======== SOURCE EXCERPT

Showing posts with label knitting. Show all posts
Showing posts with label knitting. Show all posts

31 August 2009

Doing what I love






"What a foolish thing he was doing, walking like this under an open sky, with a beautiful man child for any evil spirit passing by to see!... and he said in a loud voice, 'What a pity our child is a female whom no one could want and covered with smallpox as well!..'"        
– Pearl Buck, The Good Earth











You know those people who love to work because their work is what they love? That is, what they get to call work happens to be, for them, a passion. I never thought I'd be one of those people, well, not in a while. When I was six I naturally assumed it, I knew without a doubt I'd be a librarian. And now I find myself actually living like this, being required to do what I love. What is it I'm doing? In a word: reading. 
              I finished Moll Flanders on Sunday, I'll reserve judgement for after the group discussion, but I don't think Defoe quite managed what he set out to do. It is mean spirited of me, but I'd have rather she died a penitent in Newgate than live to lie another day. I start Pamela on Wednesdayuntil then I'm reading Pride and Prejudice. Yes, I have read it a million times already, but this time I have to read it. Woe is me, I've been ordered to read an Austen. I'm also reading Macbeth and various poems (Free Verse, none of which are to my fancy, so I'll spare you the names). That's all for mandatory reading.

                  On Thursday a beautiful package arrived at the post office. I picked it up and opened it with restless hands eager to stroke the spine that they knew was enclosed. Ah, the smell of books – especially books with end papers, gilded
 edges, and leather covers – can simply not be surpassed by earth, chocolate, or even bread. The book's contents are as much worth mentiong as its aroma. It is The Good Earth, by Pearl Buck, on loan to me from my grandfather,  and it is about Wang Lung and his family. Wang Lung is a chinese peasant who works hard for his food, understands the value of land, and worries, when he gets too happy, that the spirits will punsih him. The facts of his life, even the few everyday ones, are so different from anything that I have ever known that the book cannot help to be diverting, though there is no intense plot (of course, Moll Flanders didn't have much of a plot either). 
               To top off my week from paradise, I've actually cast-on for the second sock and have already knit to the heel. This is the fastest I've ever knit a sock, not to mention the closets cast-off/ cast-on time for a pair. But even this pales to dinner on Friday: quiche and apple pie toped with vanilla ice cream, all made with a friend in the spirit of anything-goes.  
                  

22 August 2009

The Great Annual Review of Summer Accomplishments



"Who reflects too much will accomplish little"
– Schiller, Wilhelm Tell, III, i (qtd. in Bartlett's) 

        Oooh, my first ever loaf of bread!

I have left my family's house again, and in leaving have had to admit how much I've left unaccomplished. I had such plans of pleated wrap skirts, neatly sewed; Cute cardigans, and colorful shrugs; Books devoured and carefully recorded... And amidst all this I was to keep a careful schedule with you, oh unseen reader.
                 I did do some things though, let's see I made an apron. It took one day to cut and sew, and only ten minuets to learn that you should not practice making button holes on an item intended for wear. The button hole debacle, combined with the ribbon fraying  fiasco, extended an otherwise short project, into the netherlands of eventually. I did finish it though, and I rather like it. I used one of my mom's aprons as a guide, but added criss-crossing straps (One of the missionaries had an apron with these kinds of straps and I adored wearing it, even if it meant doing dishes).

================

## [WHAT THIS EXERCISE ASKS]
[1] Reproduce the knitting blog excerpt word for word, starting with "22 August 2009" and going on through "(qtd. in Bartlett's)".
[2] Extend the knitting blog excerpt past its final sentence, keeping the same voice.

======== RECORDS PROVIDED

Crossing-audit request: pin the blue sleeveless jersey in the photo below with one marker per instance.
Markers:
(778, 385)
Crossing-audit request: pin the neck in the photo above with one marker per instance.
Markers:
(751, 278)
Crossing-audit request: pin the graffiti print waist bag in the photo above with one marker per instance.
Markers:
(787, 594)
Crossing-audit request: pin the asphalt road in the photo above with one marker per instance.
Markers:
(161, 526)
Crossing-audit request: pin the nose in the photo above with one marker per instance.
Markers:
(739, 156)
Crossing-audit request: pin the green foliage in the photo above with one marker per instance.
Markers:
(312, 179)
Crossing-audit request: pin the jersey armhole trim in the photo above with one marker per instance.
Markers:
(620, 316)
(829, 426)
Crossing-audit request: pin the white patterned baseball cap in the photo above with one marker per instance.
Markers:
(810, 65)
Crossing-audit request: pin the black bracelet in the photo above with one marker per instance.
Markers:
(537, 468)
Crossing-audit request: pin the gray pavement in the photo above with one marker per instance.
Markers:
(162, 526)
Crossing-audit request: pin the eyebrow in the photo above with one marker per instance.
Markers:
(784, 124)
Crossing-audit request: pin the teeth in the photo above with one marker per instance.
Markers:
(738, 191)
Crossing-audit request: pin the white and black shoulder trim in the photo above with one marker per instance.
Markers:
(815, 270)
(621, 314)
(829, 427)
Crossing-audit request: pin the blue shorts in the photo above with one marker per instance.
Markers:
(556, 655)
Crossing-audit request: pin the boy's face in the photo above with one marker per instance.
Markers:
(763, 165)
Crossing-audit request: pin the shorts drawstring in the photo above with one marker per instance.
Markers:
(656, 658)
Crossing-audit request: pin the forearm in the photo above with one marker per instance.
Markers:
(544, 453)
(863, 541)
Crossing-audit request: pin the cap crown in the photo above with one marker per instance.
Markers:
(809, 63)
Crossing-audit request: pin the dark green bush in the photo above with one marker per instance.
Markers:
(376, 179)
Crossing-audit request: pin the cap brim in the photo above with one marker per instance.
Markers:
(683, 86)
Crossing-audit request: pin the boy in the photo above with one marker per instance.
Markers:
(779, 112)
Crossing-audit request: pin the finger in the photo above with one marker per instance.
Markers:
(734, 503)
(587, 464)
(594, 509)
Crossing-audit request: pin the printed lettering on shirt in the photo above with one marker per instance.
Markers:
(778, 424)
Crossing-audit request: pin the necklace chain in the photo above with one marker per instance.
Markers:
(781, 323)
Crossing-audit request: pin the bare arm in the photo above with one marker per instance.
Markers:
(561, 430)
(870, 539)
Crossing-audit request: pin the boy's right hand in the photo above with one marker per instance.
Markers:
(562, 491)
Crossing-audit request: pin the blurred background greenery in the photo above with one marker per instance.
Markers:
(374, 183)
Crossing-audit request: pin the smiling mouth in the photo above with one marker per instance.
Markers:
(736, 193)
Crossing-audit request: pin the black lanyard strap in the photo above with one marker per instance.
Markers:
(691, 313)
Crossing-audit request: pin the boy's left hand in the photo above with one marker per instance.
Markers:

================

## [RESPONSE LIST]
[1]
22 August 2009

The Great Annual Review of Summer Accomplishments



"Who reflects too much will accomplish little"
– Schiller, Wilhelm Tell, III, i (qtd. in Bartlett's)

[2]
                      At the start of the summer Theo and I started our fist cardigans. She's knitting Hey Teach, and I'm knitting February Lady. See my little progress bars on the side? It's the Je Ne Sais Quoi bar, the one that is only 15% complete. I'm really winging the pattern, since I'm using a lightweight linen yarn instead of the recommend wool, so I keep having to try it on to make sure I'm on the right course. Though this sounds simple, it involves finding loose string and transferring half a million little stitches onto it, and then back off it when I'm done. If I could just get over my dislike of this process I could reach the lace portion of the sweater in no time.

Another First Button Hole

            While avoiding the Lady, I finished another lonely sock, and made a Knit Picks order. City Tweed (in Plum Wine and Habanero), Comfy (in Cypress),  Imagination (Damsel and Frog Prince), and  Wool of Andes (in Pewter). 




Yum..... Yarn. Shouldn't yarn be enough of an accomplishment for anyone? 

06 June 2009

(Dis)May

"Authors.... As much creatures of the reader's imagination as the characters in their books."
– Alan Bennett, The Uncommon Reader

I stare around me in equal parts delight and dismay. The first month of summer (as the school year has taught us to call it) has been and gone, with only memories too prove it existed. Here are my vital signs to prove I have been virtually active during this period of blog silence:

Favorite song on Pandora: Laura Gibson's "Hands in Pockets' – I love the lines "So goes another winter slowly/ Hands in the pocket of my coat." The whole song invokes the feeling of fortitude one must draw on to get oneself through the cold school days that seem to last so long. Now that it's summer I can enjoy the coolness of the melody even more.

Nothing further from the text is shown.